Count the lines in the rows below that contain the string "positive", with case counting, and reply with the number alone.

[DATA SUPPLIED]

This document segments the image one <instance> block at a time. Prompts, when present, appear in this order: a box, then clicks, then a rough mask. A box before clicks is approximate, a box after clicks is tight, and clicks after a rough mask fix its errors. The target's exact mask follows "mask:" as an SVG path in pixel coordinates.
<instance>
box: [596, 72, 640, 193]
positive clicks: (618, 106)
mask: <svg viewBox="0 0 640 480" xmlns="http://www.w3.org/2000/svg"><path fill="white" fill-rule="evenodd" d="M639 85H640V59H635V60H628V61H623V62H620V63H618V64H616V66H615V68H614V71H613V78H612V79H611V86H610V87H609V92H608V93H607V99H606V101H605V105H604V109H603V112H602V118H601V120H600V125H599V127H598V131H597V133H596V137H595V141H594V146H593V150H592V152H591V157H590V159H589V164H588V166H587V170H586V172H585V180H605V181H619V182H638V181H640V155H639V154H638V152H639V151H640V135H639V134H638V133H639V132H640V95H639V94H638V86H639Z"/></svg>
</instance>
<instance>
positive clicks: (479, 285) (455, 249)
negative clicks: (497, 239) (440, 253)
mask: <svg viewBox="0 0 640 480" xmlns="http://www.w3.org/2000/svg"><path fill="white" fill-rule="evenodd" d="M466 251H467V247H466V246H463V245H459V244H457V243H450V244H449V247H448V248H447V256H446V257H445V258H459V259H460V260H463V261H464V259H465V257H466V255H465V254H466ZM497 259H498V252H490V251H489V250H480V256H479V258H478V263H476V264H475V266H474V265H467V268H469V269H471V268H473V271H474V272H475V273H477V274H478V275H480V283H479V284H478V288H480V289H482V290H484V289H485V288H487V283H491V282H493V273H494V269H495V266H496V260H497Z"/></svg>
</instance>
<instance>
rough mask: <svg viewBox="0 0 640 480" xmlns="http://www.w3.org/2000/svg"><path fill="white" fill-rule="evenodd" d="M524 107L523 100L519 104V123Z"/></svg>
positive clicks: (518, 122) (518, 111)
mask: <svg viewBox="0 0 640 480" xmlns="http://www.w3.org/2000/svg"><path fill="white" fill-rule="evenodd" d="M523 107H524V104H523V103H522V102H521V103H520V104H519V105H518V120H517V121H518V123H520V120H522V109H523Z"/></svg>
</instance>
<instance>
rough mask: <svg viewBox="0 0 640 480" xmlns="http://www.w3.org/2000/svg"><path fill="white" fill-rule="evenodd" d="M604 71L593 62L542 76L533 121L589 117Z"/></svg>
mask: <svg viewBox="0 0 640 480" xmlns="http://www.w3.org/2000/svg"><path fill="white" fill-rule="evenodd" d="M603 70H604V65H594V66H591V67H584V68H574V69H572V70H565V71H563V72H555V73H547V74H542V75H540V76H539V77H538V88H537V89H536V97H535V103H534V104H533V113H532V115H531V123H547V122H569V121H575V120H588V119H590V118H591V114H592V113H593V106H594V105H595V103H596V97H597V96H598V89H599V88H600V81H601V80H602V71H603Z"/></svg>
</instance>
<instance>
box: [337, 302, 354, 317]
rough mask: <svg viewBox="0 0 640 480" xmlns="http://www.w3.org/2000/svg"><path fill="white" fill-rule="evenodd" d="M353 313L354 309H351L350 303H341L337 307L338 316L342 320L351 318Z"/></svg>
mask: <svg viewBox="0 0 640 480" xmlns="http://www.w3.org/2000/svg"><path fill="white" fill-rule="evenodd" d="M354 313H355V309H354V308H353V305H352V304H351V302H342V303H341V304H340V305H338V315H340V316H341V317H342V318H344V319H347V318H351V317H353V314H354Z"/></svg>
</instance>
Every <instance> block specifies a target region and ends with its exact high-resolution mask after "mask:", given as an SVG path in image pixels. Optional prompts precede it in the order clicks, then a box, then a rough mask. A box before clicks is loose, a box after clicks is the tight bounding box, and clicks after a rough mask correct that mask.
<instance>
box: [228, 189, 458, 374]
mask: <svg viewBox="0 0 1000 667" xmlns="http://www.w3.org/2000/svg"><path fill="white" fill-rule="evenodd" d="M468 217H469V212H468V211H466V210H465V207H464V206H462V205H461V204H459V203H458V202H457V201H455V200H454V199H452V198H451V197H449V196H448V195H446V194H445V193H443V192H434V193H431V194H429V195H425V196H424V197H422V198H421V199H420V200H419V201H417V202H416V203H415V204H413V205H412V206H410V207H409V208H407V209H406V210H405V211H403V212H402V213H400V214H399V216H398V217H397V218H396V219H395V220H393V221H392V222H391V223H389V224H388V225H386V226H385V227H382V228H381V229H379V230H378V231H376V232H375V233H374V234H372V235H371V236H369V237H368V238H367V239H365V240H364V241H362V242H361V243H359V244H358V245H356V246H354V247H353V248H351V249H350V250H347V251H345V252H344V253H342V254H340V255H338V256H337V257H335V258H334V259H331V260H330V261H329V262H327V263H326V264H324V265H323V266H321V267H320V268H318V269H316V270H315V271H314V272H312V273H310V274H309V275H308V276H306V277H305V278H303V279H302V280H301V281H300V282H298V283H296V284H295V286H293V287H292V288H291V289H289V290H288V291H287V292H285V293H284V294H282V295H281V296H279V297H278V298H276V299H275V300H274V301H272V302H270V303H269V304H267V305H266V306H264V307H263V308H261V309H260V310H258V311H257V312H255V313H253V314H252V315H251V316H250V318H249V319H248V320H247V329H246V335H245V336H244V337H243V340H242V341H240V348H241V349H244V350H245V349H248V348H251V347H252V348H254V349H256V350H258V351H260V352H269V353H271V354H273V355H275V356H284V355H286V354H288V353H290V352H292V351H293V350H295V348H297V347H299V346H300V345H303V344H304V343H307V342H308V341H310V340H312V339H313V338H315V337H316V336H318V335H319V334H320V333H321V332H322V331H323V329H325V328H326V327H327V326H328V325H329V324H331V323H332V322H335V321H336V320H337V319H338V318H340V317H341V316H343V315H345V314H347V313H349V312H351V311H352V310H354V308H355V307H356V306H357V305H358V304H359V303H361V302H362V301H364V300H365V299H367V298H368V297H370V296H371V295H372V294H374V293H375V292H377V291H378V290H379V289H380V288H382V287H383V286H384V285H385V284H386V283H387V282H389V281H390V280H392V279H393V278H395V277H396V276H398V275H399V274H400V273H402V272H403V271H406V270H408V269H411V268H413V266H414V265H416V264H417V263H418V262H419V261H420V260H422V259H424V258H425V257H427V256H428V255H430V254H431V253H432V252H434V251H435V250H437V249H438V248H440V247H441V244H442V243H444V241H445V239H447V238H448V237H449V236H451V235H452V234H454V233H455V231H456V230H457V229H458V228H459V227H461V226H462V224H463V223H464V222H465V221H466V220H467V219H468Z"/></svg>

[/DATA SUPPLIED]

→ RESPONSE TO THE EXERCISE
3